- **What is needed**: Turn the entire listing below into a numbered list, skipping any blank lines and leaving the pictures out of your answer.

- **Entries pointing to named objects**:
++++++++
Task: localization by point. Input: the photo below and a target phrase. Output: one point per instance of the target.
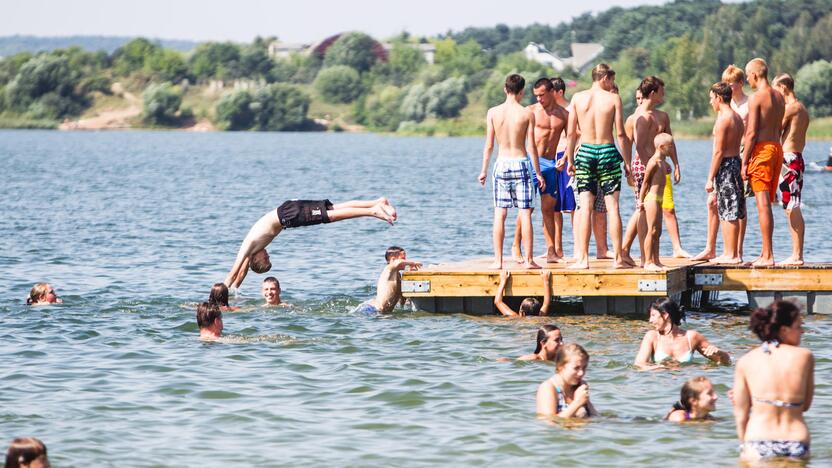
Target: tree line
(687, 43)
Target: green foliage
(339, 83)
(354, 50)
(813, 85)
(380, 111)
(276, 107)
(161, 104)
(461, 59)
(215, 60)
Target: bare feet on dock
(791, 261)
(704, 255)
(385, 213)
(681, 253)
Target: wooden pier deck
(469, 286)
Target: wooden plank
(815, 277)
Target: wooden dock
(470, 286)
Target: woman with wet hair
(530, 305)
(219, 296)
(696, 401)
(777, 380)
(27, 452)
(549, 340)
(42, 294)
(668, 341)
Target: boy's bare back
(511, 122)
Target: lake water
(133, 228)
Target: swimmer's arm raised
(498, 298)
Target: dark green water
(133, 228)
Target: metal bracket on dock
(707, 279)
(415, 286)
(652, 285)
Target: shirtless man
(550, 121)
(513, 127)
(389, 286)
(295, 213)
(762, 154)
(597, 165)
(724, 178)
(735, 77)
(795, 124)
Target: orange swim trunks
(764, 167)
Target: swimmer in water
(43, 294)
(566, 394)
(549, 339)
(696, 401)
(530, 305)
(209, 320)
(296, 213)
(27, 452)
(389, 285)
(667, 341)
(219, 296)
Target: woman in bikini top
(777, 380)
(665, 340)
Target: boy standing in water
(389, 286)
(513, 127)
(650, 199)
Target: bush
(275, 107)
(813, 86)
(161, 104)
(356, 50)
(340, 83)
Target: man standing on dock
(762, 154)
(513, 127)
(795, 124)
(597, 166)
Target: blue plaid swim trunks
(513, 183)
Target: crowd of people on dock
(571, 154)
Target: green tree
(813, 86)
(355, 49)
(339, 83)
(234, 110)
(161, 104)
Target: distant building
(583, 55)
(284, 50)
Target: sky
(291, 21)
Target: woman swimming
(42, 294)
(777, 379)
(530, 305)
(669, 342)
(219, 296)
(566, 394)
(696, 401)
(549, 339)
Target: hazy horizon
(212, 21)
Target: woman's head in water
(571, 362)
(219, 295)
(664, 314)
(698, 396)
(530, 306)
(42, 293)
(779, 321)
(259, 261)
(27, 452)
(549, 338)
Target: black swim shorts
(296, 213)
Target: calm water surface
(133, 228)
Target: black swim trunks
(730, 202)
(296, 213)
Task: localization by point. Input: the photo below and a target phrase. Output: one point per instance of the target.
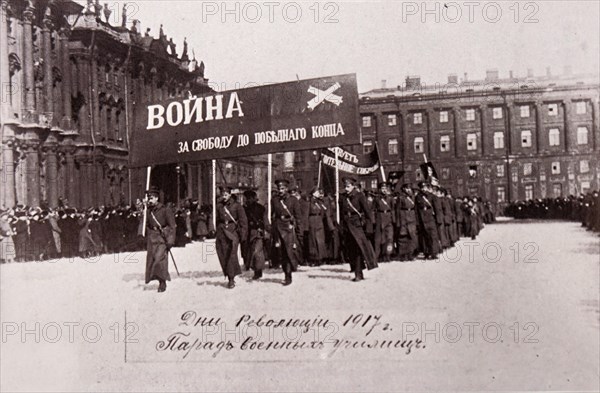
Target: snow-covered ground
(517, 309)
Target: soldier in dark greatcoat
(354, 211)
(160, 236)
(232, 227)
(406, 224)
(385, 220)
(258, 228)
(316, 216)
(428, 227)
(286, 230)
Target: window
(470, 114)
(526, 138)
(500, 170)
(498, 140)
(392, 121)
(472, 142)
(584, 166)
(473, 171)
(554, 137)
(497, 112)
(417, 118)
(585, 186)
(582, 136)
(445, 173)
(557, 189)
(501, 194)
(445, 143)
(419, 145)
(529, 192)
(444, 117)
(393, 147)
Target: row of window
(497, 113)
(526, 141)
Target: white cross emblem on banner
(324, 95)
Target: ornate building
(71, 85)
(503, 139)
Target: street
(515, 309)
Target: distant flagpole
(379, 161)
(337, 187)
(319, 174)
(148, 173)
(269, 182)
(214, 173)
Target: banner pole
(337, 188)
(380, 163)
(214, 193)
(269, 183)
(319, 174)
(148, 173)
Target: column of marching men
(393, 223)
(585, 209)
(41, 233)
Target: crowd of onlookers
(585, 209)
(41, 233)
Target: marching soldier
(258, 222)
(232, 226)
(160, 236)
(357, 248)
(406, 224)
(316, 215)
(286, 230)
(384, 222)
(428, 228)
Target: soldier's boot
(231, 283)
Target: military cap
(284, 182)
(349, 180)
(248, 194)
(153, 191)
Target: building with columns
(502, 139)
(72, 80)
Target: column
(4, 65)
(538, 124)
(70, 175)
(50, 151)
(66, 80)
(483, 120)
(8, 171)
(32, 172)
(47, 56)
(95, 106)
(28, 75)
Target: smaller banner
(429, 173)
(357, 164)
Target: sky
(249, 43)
++++++++
- **Reply to the task**:
1. Task: localization by point. Input: the photo below and a target phrase. Output: one point per instance of the target.
2. Target: tree line
3. (687, 43)
4. Target: green foliage
5. (339, 83)
6. (354, 50)
7. (813, 85)
8. (380, 111)
9. (276, 107)
10. (161, 104)
11. (461, 59)
12. (215, 60)
13. Target: bare feet on dock
14. (791, 261)
15. (704, 255)
16. (385, 213)
17. (681, 253)
18. Target: wooden pier deck
19. (469, 286)
20. Target: wooden plank
21. (815, 277)
22. Target: wooden dock
23. (470, 286)
24. Target: woman with wet hair
25. (530, 305)
26. (219, 296)
27. (696, 401)
28. (777, 380)
29. (27, 452)
30. (549, 340)
31. (42, 294)
32. (668, 341)
33. Target: boy's bare back
34. (511, 122)
35. Target: lake water
36. (133, 228)
37. Target: swimmer's arm raised
38. (498, 298)
39. Target: dark green water
40. (133, 228)
41. Target: metal bracket on dock
42. (707, 279)
43. (415, 286)
44. (652, 285)
45. Target: shirtless man
46. (550, 121)
47. (513, 127)
48. (389, 286)
49. (295, 213)
50. (762, 154)
51. (597, 165)
52. (724, 178)
53. (735, 77)
54. (795, 124)
55. Target: orange swim trunks
56. (764, 167)
57. Target: swimmer in water
58. (43, 294)
59. (566, 394)
60. (549, 339)
61. (696, 401)
62. (530, 305)
63. (209, 320)
64. (296, 213)
65. (27, 452)
66. (389, 285)
67. (667, 341)
68. (219, 296)
69. Target: woman in bikini top
70. (777, 380)
71. (665, 340)
72. Target: boy standing in water
73. (389, 286)
74. (513, 127)
75. (650, 199)
76. Target: bush
77. (275, 107)
78. (813, 86)
79. (161, 104)
80. (356, 50)
81. (340, 83)
82. Target: man standing on dock
83. (762, 154)
84. (513, 127)
85. (795, 124)
86. (597, 166)
87. Target: blue plaid swim trunks
88. (513, 183)
89. Target: crowd of people on dock
90. (571, 154)
91. Target: green tree
92. (813, 86)
93. (355, 49)
94. (339, 83)
95. (234, 110)
96. (161, 104)
97. Target: distant building
98. (583, 55)
99. (284, 50)
100. Target: sky
101. (291, 21)
102. Target: woman swimming
103. (42, 294)
104. (777, 379)
105. (530, 305)
106. (669, 342)
107. (219, 296)
108. (566, 394)
109. (696, 401)
110. (549, 339)
111. Target: hazy horizon
112. (212, 21)
113. Target: woman's head in water
114. (571, 362)
115. (219, 295)
116. (664, 314)
117. (698, 396)
118. (530, 306)
119. (42, 293)
120. (779, 321)
121. (259, 261)
122. (27, 452)
123. (549, 338)
124. Target: black swim shorts
125. (296, 213)
126. Target: calm water surface
127. (133, 228)
128. Target: black swim trunks
129. (730, 202)
130. (296, 213)
131. Task: localization by point. Input: the photo below and a target phrase. Output: one point per instance of the target.
132. Target: snow-covered ground
133. (517, 309)
134. Target: soldier in dark greatcoat
135. (354, 211)
136. (160, 236)
137. (232, 227)
138. (406, 224)
139. (385, 220)
140. (258, 228)
141. (316, 216)
142. (428, 227)
143. (286, 230)
144. Target: window
145. (470, 114)
146. (526, 138)
147. (500, 170)
148. (498, 140)
149. (392, 121)
150. (472, 142)
151. (584, 166)
152. (473, 171)
153. (554, 137)
154. (497, 112)
155. (417, 118)
156. (585, 186)
157. (582, 136)
158. (445, 173)
159. (557, 189)
160. (501, 194)
161. (445, 143)
162. (419, 145)
163. (529, 192)
164. (444, 117)
165. (393, 147)
166. Target: row of window
167. (497, 113)
168. (526, 141)
169. Target: white cross emblem on banner
170. (324, 95)
171. Target: ornate building
172. (71, 85)
173. (503, 139)
174. Target: street
175. (515, 309)
176. Target: distant flagpole
177. (379, 161)
178. (337, 187)
179. (319, 174)
180. (148, 173)
181. (269, 182)
182. (214, 173)
183. Target: banner pole
184. (337, 188)
185. (380, 163)
186. (214, 193)
187. (269, 183)
188. (319, 174)
189. (148, 173)
190. Target: column of marching men
191. (393, 223)
192. (585, 209)
193. (41, 233)
194. Target: crowd of onlookers
195. (585, 209)
196. (41, 233)
197. Target: marching soldier
198. (258, 222)
199. (232, 226)
200. (160, 236)
201. (357, 248)
202. (406, 224)
203. (316, 215)
204. (286, 230)
205. (384, 222)
206. (428, 228)
207. Target: soldier's boot
208. (231, 283)
209. Target: military cap
210. (284, 182)
211. (349, 180)
212. (248, 194)
213. (153, 191)
214. Target: building with columns
215. (502, 139)
216. (72, 80)
217. Target: column
218. (4, 65)
219. (538, 124)
220. (70, 175)
221. (50, 151)
222. (66, 80)
223. (483, 120)
224. (8, 171)
225. (32, 172)
226. (47, 56)
227. (95, 106)
228. (28, 75)
229. Target: smaller banner
230. (429, 173)
231. (357, 164)
232. Target: sky
233. (249, 43)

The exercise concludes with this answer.